Problem:
Please write out the material below exactly as given.

[Object position labeling entries]

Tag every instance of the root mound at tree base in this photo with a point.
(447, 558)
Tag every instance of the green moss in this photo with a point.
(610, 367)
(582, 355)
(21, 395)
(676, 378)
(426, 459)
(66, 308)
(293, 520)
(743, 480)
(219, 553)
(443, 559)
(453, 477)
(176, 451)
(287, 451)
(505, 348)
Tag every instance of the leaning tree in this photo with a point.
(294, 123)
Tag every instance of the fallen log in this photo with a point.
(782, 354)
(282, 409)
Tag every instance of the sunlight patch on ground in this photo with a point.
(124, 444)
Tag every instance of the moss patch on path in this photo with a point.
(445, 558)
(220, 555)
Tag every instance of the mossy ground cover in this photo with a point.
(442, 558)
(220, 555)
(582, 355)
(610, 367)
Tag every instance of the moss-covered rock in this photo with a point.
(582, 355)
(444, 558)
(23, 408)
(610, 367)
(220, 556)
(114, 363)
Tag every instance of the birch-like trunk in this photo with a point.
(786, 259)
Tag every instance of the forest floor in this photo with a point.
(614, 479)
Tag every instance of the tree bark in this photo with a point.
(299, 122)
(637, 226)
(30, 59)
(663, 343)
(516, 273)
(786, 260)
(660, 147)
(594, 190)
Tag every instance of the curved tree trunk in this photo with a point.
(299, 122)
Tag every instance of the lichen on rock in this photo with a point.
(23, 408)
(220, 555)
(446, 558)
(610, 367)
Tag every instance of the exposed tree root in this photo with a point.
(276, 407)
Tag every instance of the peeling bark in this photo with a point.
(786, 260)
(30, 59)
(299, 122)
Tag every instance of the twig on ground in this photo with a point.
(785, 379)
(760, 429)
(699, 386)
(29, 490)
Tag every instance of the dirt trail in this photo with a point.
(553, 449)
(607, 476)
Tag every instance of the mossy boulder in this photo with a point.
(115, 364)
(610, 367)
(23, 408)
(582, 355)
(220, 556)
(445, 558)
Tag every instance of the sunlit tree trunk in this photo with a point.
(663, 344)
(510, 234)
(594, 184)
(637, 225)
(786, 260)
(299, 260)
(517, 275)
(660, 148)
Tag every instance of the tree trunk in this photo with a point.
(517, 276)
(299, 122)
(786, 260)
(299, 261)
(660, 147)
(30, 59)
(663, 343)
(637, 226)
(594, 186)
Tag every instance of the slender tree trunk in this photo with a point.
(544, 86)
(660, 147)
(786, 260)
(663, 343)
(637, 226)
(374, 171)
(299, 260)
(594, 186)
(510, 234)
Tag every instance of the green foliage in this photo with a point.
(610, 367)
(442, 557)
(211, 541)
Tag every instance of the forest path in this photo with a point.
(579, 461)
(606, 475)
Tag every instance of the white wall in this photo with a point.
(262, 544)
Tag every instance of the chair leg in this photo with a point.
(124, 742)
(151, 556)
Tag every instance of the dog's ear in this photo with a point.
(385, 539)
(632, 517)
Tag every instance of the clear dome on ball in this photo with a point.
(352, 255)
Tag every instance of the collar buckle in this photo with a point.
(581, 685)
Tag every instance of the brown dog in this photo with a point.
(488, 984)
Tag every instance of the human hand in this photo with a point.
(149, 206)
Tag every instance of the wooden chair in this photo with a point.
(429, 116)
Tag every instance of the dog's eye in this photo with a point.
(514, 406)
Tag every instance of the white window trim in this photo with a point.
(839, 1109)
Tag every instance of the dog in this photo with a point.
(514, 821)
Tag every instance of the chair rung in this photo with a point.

Answer to this task:
Tag every instance of the root mound at tree base in this photo with a point.
(447, 558)
Tag every instance of the green moss in this photo with a point.
(610, 367)
(582, 355)
(21, 395)
(676, 378)
(426, 459)
(66, 308)
(293, 520)
(743, 480)
(219, 553)
(443, 559)
(453, 477)
(176, 451)
(287, 451)
(505, 348)
Tag every instance of the leaning tree in this photo with a point.
(294, 123)
Tag every instance of the fallen log in this photo with a point.
(782, 354)
(282, 409)
Tag every instance of the sunlight patch on ground in this photo with a point.
(124, 444)
Tag every instance of the moss patch on path in this photo with a point.
(445, 558)
(220, 555)
Tag every instance of the mossy ground cover in this photo with a point.
(442, 558)
(220, 555)
(582, 355)
(610, 367)
Tag every instance of the moss-covered rock in this photo with a point.
(582, 355)
(444, 558)
(23, 408)
(610, 367)
(220, 556)
(114, 363)
Tag every instance of the birch-like trunk in this photo with a point.
(786, 259)
Tag every instance of the forest floor in this photo with a point.
(614, 479)
Tag every instance of the tree bark in this photo with a point.
(299, 122)
(637, 226)
(30, 59)
(663, 343)
(516, 273)
(786, 260)
(660, 147)
(594, 190)
Tag every instance of the curved tree trunk in this photo with a point.
(299, 122)
Tag every instance of the lichen on rock in this photo with a point.
(23, 408)
(220, 555)
(446, 558)
(610, 367)
Tag every instance of the exposed tree root in this photo with a point.
(276, 407)
Tag every instance of the peeling bark in this photo with a point.
(786, 260)
(30, 59)
(299, 122)
Tag every instance of the twig on ground in this photo with a point.
(785, 379)
(760, 429)
(699, 386)
(29, 490)
Tag every instance of the dirt trail in this photo with a point.
(553, 449)
(607, 476)
Tag every instance of the mossy boulder in this photo with a point.
(115, 364)
(610, 367)
(23, 408)
(582, 355)
(220, 556)
(445, 558)
Tag every instance of the sunlit tree trunk in this photo with a point.
(663, 344)
(510, 234)
(594, 184)
(637, 225)
(786, 260)
(299, 260)
(517, 275)
(660, 148)
Tag every instance of the tree trunk in this photo with a point.
(517, 276)
(299, 122)
(786, 260)
(299, 261)
(660, 147)
(30, 59)
(663, 343)
(637, 226)
(594, 186)
Tag every instance of the slender tree trunk in this photo with a point.
(544, 86)
(660, 147)
(786, 260)
(663, 343)
(637, 226)
(374, 171)
(299, 260)
(594, 186)
(510, 234)
Tag every instance of the green foliage in this photo with a point.
(610, 367)
(442, 557)
(211, 541)
Tag every instance of the forest path in this photo with a point.
(579, 461)
(606, 475)
Tag every instance of the white wall in this photo with a point.
(262, 544)
Tag every instance of the chair leg in this photo with a point.
(124, 742)
(151, 556)
Tag every instance of the dog's ear in this photo with a point.
(385, 539)
(632, 517)
Tag every instance of the clear dome on ball in this photo with a point.
(352, 255)
Tag every instance of the collar buckle in this photo with a point.
(581, 685)
Tag every instance of the brown dog in this photo with a point.
(488, 984)
Tag every instance of the human hand in this photo with a point.
(149, 206)
Tag every instance of the wooden chair in this photo with a point.
(429, 116)
Tag every instance of the dog's eye in this photo with a point.
(514, 406)
Tag every instance of the white window trim in this photo with a point.
(839, 1109)
Tag every instance of the dog in this photo with a point.
(514, 821)
Tag every instance of the chair rung in this photo with a point.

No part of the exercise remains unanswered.